WORK INSTRUCTION:
Could you return all of the records exactly as they stand?
*** DATA Section Begins ***
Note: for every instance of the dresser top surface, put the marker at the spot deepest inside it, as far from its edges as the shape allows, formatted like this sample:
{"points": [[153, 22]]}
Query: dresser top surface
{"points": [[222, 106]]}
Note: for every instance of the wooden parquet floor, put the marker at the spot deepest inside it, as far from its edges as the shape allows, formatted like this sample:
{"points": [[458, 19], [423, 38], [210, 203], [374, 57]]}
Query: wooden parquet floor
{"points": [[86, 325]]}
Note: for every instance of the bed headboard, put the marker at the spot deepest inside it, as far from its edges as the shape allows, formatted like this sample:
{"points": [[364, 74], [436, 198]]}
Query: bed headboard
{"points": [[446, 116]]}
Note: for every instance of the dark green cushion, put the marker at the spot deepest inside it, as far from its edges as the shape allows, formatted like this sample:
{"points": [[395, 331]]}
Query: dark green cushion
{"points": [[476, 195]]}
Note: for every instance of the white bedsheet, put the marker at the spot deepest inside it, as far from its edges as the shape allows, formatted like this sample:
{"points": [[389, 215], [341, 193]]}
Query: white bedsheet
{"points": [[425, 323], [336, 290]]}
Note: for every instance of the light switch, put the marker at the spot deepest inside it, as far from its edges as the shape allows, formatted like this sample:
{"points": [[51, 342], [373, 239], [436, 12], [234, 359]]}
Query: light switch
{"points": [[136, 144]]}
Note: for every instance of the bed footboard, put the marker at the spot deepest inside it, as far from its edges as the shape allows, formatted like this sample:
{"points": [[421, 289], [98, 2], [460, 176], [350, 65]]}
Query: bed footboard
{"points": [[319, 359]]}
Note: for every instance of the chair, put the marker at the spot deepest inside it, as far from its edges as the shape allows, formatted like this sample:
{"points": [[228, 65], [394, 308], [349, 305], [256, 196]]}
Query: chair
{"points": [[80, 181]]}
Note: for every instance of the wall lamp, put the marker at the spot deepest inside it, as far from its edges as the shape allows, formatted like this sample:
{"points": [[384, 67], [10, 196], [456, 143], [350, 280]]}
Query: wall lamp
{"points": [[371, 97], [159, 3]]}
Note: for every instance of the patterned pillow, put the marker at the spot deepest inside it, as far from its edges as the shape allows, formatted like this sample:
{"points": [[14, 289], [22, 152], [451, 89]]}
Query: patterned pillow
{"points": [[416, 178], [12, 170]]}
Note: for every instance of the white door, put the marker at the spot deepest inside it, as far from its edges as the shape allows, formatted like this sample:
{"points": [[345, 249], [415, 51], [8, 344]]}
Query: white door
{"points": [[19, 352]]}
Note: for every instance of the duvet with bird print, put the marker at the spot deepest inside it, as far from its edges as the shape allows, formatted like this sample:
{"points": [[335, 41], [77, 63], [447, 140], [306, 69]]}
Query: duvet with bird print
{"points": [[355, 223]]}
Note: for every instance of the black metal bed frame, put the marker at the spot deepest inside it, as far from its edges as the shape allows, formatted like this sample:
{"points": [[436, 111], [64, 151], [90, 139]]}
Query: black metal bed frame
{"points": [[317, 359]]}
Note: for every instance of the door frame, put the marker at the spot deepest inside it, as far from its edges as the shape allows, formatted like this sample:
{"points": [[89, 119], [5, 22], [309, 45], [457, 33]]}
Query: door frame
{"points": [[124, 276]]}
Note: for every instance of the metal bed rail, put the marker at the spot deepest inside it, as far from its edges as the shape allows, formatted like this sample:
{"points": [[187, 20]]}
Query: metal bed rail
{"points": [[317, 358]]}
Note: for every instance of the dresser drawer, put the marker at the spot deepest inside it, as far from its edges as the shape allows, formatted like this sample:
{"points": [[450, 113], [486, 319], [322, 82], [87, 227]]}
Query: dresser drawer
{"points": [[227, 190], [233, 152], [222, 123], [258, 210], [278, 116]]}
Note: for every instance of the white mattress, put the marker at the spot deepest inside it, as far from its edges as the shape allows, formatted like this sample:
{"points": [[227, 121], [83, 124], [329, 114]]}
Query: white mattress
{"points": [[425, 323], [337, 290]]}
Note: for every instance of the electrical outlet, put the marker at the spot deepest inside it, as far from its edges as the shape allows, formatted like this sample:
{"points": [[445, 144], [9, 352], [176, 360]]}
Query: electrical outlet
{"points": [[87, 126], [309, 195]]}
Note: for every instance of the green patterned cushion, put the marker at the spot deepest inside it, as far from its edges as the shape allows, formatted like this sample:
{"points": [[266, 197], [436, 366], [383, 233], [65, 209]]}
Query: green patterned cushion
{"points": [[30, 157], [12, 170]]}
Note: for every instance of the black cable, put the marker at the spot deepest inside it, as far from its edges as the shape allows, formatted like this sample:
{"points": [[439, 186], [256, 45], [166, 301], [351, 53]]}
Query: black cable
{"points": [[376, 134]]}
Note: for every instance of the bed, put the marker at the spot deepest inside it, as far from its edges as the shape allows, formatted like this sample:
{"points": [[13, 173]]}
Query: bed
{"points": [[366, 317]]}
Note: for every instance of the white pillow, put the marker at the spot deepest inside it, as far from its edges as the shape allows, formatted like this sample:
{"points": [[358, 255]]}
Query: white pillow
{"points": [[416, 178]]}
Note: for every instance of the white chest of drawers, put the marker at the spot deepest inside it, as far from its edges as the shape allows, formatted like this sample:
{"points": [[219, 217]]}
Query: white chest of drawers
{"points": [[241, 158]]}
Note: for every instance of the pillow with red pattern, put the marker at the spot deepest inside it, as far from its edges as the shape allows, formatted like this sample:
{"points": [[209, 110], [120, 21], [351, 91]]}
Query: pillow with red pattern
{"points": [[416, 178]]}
*** DATA Section Ends ***
EXERCISE RESPONSE:
Note: for every instance of the dresser top surface, put the marker at the spot deepest inside it, as far from its edges as the shape allows, formatted like this sample:
{"points": [[153, 22]]}
Query: dresser top surface
{"points": [[222, 106]]}
Note: for every instance of the wooden parquet floor, put the marker at the spot deepest inside it, as far from its edges as the shape allows, formatted like this sample:
{"points": [[458, 19], [423, 38], [210, 203], [374, 57]]}
Query: wooden parquet floor
{"points": [[86, 325]]}
Note: for every instance of the bed headboard, put the marker at the spot deepest inside it, as far from its edges as the shape allows, formatted like this sample:
{"points": [[364, 74], [436, 198]]}
Query: bed headboard
{"points": [[446, 116]]}
Note: for every instance of the dark green cushion, put the marker at the spot deepest inside it, as far from its edges as the shape allows, formatted like this sample:
{"points": [[395, 331]]}
Query: dark green cushion
{"points": [[476, 195]]}
Note: for every instance of the white bedsheet, put the marker at the spot deepest inside it, as far from its edges as the shape allows, formatted like this sample:
{"points": [[389, 215], [341, 193]]}
Query: white bedsheet
{"points": [[425, 323], [336, 290]]}
Note: for every instance of the light switch, put the marker at the spot deepest inside it, as far from its edges as the shape allows, formatted like this sample:
{"points": [[51, 342], [373, 239], [436, 12], [234, 359]]}
Query: light switch
{"points": [[136, 144]]}
Note: for every instance of the bed footboard, put the marker at the spot deepest inside it, as far from its edges as the shape allows, formatted like this sample:
{"points": [[421, 289], [98, 2], [460, 176], [350, 65]]}
Query: bed footboard
{"points": [[319, 359]]}
Note: for every instance of the chair, put the marker at the spot deepest inside it, as far from its edges as the shape allows, formatted like this sample:
{"points": [[228, 65], [394, 308], [349, 305], [256, 196]]}
Query: chair
{"points": [[80, 181]]}
Note: for every instance of the wall lamp, put the marker at the spot deepest inside it, as far from its edges as the shape allows, formatted like this sample:
{"points": [[384, 67], [10, 196], [456, 143], [350, 280]]}
Query: wall lamp
{"points": [[371, 97], [159, 3]]}
Note: for every instance of the patterned pillow, put the marker at the spot deepest inside it, as far from its edges as the shape allows, formatted like this sample:
{"points": [[14, 289], [22, 152], [451, 89]]}
Query: patterned pillow
{"points": [[416, 178], [12, 170]]}
Note: for every instance of the white door, put the marker at the spot deepest inside it, as far from its edges as the shape allows, formatted like this sample:
{"points": [[345, 249], [415, 51], [8, 344]]}
Query: white door
{"points": [[19, 352]]}
Note: for every instance of the duvet with bird print, put the marker at the spot deepest inside it, as far from its edges as the shape allows, formatted like this sample:
{"points": [[335, 41], [77, 63], [447, 140], [306, 69]]}
Query: duvet with bird print
{"points": [[355, 223]]}
Note: for every instance of the black metal bed frame, put the marker at the spot deepest inside it, as far from its edges as the shape allows, formatted like this sample:
{"points": [[436, 111], [64, 151], [90, 139]]}
Query: black metal bed frame
{"points": [[317, 359]]}
Note: for every instance of the door frame, put the marker at the spot deepest inside it, as far from its edges as the shape allows, formatted like this sample:
{"points": [[89, 119], [5, 22], [309, 45], [457, 33]]}
Query: door frame
{"points": [[124, 276]]}
Note: for every instance of the metal bed rail, put the marker at the spot deepest inside it, as far from its edges as the shape allows, formatted like this sample:
{"points": [[187, 20]]}
Query: metal bed rail
{"points": [[317, 358]]}
Note: for every instance of the dresser drawer, put the marker at the spot deepest inside it, as far from its edges as the shape allows, formatted like this sample:
{"points": [[450, 113], [486, 319], [322, 82], [87, 227]]}
Query: dresser drawer
{"points": [[227, 190], [233, 152], [222, 123], [258, 210], [278, 116]]}
Note: for every instance of the white mattress, put the marker at the spot deepest inside it, as far from its edges as the shape allows, formatted like this sample:
{"points": [[227, 121], [83, 124], [329, 114]]}
Query: white mattress
{"points": [[425, 323], [337, 290]]}
Note: for every instance of the electrical outlet, put the marker at the spot deepest inside it, as far from its edges as the shape allows, formatted like this sample:
{"points": [[445, 144], [9, 352], [176, 360]]}
Query: electrical outlet
{"points": [[87, 126], [309, 195]]}
Note: for every instance of the green patterned cushion, put the marker at the spot deepest inside it, as far from its edges as the shape allows, formatted like this sample:
{"points": [[266, 197], [436, 366], [383, 233], [65, 209]]}
Query: green patterned cushion
{"points": [[30, 157], [12, 170]]}
Note: for every instance of the black cable, put the marker at the spot deepest inside it, as far from its edges as the shape allows, formatted like this sample:
{"points": [[439, 186], [256, 45], [166, 301], [351, 53]]}
Query: black cable
{"points": [[376, 134]]}
Note: for every instance of the bed, put the marker at the spot deepest inside it, as far from its edges as the shape allows, formatted like this sample:
{"points": [[13, 173]]}
Query: bed
{"points": [[366, 317]]}
Note: for every instance of the white pillow, put the marker at the spot deepest inside it, as far from its edges as the shape allows, formatted like this sample:
{"points": [[358, 255]]}
Query: white pillow
{"points": [[416, 178]]}
Note: for every instance of the white chest of drawers, put the marker at the spot deepest inside it, as far from its edges as the shape allows, formatted like this sample:
{"points": [[219, 217]]}
Query: white chest of drawers
{"points": [[241, 158]]}
Note: for every instance of the pillow with red pattern, put the marker at the spot deepest inside it, as far from its edges as the shape allows, formatted like this sample:
{"points": [[209, 110], [120, 21], [351, 91]]}
Query: pillow with red pattern
{"points": [[416, 178]]}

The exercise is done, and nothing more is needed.